[[ Source text open ]]

Five Questions for: Envision Financial Systems Executive Vice President Brian Jones
By Staff
Brian Jones, Envision Financial Systems Executive Vice President
In The DI Wire’s latest installment of “Five Questions for…” the editorial team interviewed Brian Jones, Envision Financial System’s executive vice president. Since 1994, Envision’s software and services have helped asset managers and financial services providers automate their businesses with open systems and access to real-time data.
As interval funds increasingly lead fund launches, investment managers are figuring out how to manage daily valuations – allowing their strategies to be offered within the registered fund marketplace rather than only on the private fund market. Jones discusses how to handle the complexities of interval funds and how Envision is helping clients manage and grow their businesses by providing software and services that assist with the industry’s ever-changing landscape.
The DI Wire: What are the biggest impacts interval funds are having on service providers?
Brian Jones: Interval funds are growing in popularity, but they are still relatively new to the retail market. As a result, fund service providers are facing challenges when trying to support them on their current record keeping systems. There are two main issues we commonly see providers experience when working with these funds:
Where to support them operationally. Fund servicers typically separate operations for traditional funds and alternative funds. Traditional fund operations are usually geared toward processing NSCC networked accounts, omnibus accounts, and check and app business. However, interval funds and other alternative fund products require very different processing and technical solutions. Alternative shops are used to handling hedge funds and other products that require partnership accounting while interval funds are 1099 reportable. Therefore, handling interval funds presents challenges in either shop.
Automating manual processes. Without the right servicing tools to handle both fund operations at scale, firms won’t be able to capitalize on the growing demand. Interval funds are forcing firms to innovate if they want to grab the growth. Here, innovation means finding ways to support interval funds in a scalable manner – higher volume than alternatives operations, but with far greater flexibility than traditional operations are used to.
DIW: What are the biggest points of friction in servicing interval funds and other retail alternatives?
BJ: Too much manual processing. If you try handling the investor subscription process in a retail distribution environment, you may find your operations quickly bogged down.
What’s needed is straight-through investor onboarding processes. More common, unfortunately, is some automation on the front end (digitized subscription document and information gathering) but manual work on the back end – both setting up accounts and dealing with not-in-good-order data.
Beyond onboarding, other retail alternative product processing such as capital calls, tender offers, and redemption proration are likely handled with some degree of manual tracking. This is unless the investor recordkeeping technology can truly systematize these processes while maintaining flexibility to accommodate complex products.
DIW: How is Envision helping automate the investor recordkeeping process for alts?
BJ: We started in the mutual fund space 30 years ago. Throughout our history, we’ve leveraged everything we’ve learned about staying flexible and have used it to develop capabilities to support other product types, including alternatives, collective investment trusts, local government investment pools, and college savings plans. We’ve always taken the view that day-to-day operations – regardless of the product type – should be possible using one platform that accommodates individual product intricacies.
For example, retail ’40 Act alternative investment products like interval funds, business development companies, collective investment trusts, and other fund types can all be processed using a single instance of our investor recordkeeping system. Further, all the disparate processing requirements of each fund type can be automated for maximum efficiency.

[[ Source text closed ]]

▸ Directive 1:
Summarize the interview with Brian Jones in two sentences.
▸ Directive 2:
Using the interview with Brian Jones, explain in two sentences why handling interval funds presents challenges in either a traditional or an alternative fund shop.

[[ Data supplied open ]]

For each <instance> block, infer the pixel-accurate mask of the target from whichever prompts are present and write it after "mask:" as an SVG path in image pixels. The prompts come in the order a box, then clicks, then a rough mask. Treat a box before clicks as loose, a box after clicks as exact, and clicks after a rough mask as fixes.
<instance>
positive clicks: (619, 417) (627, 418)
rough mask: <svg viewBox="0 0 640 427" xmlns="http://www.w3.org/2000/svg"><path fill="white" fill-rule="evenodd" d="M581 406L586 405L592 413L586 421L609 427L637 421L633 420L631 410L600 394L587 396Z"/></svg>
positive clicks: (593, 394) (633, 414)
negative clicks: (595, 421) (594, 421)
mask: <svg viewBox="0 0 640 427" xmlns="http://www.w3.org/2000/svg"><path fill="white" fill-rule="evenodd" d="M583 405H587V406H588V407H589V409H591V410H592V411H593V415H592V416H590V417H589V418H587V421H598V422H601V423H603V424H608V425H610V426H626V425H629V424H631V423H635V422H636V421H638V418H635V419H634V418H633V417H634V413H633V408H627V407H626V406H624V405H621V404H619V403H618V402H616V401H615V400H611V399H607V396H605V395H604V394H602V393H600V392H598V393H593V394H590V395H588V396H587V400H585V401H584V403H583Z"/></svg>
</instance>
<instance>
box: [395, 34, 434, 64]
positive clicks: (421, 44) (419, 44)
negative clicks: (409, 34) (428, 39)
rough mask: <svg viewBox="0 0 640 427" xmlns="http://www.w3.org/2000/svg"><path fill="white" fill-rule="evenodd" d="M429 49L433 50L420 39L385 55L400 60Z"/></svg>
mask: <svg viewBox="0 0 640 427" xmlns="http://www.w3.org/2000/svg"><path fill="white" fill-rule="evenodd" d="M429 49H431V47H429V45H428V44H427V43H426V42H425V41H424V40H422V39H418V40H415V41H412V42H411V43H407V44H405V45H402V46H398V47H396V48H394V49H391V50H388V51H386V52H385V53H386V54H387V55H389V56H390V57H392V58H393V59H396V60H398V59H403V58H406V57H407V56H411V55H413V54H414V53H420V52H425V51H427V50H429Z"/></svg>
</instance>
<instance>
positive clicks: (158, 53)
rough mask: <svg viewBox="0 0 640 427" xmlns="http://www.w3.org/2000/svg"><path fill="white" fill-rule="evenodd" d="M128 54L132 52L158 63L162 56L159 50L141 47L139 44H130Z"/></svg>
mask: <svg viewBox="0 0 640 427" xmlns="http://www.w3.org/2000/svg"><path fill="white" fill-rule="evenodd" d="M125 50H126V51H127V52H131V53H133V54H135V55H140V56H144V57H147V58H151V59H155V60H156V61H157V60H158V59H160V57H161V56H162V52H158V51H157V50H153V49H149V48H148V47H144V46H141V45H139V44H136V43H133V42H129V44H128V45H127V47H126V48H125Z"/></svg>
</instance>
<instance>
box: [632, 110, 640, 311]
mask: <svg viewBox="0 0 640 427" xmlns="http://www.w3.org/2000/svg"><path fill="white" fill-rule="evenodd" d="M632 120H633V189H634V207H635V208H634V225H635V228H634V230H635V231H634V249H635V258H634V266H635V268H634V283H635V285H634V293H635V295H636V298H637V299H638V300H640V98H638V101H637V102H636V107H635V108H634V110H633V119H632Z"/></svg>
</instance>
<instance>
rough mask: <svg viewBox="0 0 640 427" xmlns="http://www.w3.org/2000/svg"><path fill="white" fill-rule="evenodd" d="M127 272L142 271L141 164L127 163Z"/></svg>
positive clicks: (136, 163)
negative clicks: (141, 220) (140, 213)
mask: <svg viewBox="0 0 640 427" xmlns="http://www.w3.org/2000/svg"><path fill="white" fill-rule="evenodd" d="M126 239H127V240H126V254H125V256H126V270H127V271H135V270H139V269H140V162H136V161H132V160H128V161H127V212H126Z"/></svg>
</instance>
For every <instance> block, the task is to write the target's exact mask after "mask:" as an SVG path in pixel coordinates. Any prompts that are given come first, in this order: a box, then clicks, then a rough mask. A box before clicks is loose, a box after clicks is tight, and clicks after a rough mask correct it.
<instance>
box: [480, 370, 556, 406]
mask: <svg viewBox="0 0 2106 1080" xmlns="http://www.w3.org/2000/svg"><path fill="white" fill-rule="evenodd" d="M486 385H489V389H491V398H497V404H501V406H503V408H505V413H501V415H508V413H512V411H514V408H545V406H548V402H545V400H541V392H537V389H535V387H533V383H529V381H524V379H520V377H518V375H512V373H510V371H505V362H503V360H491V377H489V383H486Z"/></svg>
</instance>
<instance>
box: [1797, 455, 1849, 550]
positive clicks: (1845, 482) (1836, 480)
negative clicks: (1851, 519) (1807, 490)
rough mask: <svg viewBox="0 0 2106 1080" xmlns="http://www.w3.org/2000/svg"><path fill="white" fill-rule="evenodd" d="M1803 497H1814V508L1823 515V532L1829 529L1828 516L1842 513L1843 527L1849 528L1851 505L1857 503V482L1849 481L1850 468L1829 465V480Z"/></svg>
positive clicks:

[[ Data supplied closed ]]

▸ Task output 1:
Brian Jones of Envision Financial Systems says interval funds are growing in popularity but are still relatively new to the retail market, so fund service providers struggle both to decide where to support them operationally and to automate manual processes at scale. He explains that Envision, which started in the mutual fund space 30 years ago, lets interval funds and other fund types be processed on a single instance of its investor recordkeeping system, with each type's processing requirements automated.

▸ Task output 2:
Traditional fund operations are usually geared toward NSCC networked accounts, omnibus accounts, and check and app business, while interval funds require very different processing and technical solutions. Alternative shops are used to hedge funds and other products that require partnership accounting, whereas interval funds are 1099 reportable.